[AVAILABLE DATA Boundary: Start]

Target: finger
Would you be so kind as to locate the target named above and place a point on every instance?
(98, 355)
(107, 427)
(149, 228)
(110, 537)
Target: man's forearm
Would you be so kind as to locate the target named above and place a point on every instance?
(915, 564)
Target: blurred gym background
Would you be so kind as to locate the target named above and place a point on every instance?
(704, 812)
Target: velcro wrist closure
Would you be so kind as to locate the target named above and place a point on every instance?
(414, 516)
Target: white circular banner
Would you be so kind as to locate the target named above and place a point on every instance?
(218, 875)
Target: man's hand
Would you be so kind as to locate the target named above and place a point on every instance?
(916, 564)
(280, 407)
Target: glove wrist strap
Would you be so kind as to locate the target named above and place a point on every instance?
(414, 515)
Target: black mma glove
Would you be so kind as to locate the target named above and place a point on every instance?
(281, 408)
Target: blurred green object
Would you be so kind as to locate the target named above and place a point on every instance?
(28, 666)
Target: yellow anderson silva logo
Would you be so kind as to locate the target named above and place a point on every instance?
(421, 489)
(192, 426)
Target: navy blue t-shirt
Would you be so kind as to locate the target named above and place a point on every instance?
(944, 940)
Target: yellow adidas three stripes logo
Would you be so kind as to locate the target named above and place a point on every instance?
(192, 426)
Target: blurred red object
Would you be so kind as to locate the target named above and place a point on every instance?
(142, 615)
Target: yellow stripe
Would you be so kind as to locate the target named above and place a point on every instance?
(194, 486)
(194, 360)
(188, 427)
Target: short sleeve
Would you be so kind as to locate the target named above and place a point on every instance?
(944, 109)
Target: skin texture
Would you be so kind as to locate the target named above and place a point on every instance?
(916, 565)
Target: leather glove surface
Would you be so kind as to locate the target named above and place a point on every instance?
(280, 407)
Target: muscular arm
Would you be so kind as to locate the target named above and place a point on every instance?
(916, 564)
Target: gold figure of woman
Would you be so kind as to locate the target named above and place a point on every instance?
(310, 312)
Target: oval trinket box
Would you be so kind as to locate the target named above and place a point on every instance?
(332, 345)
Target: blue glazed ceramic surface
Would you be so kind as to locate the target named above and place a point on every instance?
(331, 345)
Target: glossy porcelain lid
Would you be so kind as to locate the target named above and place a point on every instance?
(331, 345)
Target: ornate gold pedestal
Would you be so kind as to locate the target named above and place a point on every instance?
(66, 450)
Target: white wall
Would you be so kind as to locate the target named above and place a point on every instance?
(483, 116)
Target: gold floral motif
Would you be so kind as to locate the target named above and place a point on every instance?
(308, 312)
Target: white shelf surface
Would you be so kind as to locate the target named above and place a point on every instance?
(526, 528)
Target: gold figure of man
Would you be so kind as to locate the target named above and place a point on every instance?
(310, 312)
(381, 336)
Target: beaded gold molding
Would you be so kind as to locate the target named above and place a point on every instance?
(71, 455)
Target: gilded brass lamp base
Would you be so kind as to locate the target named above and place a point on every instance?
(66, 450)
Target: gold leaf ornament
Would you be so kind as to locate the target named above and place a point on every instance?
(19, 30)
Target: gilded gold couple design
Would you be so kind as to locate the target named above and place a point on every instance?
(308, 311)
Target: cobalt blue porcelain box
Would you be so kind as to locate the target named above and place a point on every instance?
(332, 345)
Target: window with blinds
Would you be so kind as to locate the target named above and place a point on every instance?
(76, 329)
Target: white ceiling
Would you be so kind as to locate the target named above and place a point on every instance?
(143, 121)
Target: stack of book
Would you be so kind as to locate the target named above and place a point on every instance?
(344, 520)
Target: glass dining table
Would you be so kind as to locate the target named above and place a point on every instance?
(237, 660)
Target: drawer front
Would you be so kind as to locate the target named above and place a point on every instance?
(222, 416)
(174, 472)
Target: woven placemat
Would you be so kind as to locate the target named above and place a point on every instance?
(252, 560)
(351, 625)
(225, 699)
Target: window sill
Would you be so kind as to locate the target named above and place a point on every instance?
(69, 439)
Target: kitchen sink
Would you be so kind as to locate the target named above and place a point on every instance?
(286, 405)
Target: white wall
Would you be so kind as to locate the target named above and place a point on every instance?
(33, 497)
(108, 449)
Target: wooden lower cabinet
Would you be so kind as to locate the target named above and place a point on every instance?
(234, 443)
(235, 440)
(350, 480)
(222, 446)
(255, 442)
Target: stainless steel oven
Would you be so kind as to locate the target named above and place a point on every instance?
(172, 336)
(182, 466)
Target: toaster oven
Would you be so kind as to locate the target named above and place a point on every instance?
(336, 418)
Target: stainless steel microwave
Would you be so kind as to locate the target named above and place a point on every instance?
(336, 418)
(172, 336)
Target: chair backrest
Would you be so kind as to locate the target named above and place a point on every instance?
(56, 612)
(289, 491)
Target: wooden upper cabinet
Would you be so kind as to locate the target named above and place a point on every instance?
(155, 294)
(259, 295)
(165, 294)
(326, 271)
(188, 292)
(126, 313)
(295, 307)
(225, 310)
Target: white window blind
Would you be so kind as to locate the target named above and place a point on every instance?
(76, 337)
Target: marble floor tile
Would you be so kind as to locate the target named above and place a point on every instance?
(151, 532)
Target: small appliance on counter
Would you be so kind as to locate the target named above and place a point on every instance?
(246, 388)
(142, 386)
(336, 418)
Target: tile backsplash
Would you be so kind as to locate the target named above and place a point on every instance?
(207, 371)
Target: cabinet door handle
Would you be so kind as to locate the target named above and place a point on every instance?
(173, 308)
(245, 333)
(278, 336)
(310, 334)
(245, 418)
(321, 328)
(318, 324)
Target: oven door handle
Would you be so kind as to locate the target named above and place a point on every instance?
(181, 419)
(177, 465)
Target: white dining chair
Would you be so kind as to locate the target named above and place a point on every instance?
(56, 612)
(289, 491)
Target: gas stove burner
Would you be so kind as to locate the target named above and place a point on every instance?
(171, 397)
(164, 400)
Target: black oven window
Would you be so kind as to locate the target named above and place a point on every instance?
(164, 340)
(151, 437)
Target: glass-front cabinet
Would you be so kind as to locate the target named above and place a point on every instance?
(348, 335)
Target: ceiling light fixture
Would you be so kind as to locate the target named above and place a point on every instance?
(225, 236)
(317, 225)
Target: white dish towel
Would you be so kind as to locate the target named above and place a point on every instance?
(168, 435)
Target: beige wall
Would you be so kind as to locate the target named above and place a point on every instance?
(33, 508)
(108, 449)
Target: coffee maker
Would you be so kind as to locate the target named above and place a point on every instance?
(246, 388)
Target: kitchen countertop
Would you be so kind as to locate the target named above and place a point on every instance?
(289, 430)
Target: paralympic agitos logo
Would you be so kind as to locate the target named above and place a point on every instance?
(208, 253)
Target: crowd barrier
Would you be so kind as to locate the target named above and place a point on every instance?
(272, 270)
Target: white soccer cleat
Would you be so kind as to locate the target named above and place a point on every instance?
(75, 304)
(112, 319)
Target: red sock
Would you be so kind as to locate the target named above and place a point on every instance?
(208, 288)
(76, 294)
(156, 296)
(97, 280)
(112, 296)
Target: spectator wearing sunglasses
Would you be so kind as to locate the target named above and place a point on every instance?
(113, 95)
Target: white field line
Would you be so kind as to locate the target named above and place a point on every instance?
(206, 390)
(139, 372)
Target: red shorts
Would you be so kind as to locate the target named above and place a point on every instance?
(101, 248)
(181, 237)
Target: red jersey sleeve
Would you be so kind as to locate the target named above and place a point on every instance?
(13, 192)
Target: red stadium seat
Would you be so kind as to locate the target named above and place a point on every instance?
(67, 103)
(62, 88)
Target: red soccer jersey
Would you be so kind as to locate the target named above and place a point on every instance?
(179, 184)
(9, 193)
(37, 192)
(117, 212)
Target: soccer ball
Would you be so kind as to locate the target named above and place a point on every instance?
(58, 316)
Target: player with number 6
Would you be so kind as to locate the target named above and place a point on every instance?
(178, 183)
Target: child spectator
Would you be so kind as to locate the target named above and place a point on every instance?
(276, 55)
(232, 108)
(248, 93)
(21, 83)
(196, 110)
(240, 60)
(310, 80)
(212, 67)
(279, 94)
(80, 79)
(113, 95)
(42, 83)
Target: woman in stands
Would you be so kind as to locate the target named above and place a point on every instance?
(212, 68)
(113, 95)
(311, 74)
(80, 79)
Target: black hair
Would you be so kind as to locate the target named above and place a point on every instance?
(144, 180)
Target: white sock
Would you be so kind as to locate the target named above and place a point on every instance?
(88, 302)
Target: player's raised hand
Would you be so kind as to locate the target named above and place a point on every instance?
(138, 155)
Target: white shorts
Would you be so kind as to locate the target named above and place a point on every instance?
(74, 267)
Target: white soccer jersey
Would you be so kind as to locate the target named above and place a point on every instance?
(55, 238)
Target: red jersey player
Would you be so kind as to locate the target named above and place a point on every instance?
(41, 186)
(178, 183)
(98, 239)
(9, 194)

[AVAILABLE DATA Boundary: End]

# WHAT IS REQUIRED
Please count how many lines in the preceding records hold the word "wrist", then give only that number.

# YOUR RESPONSE
2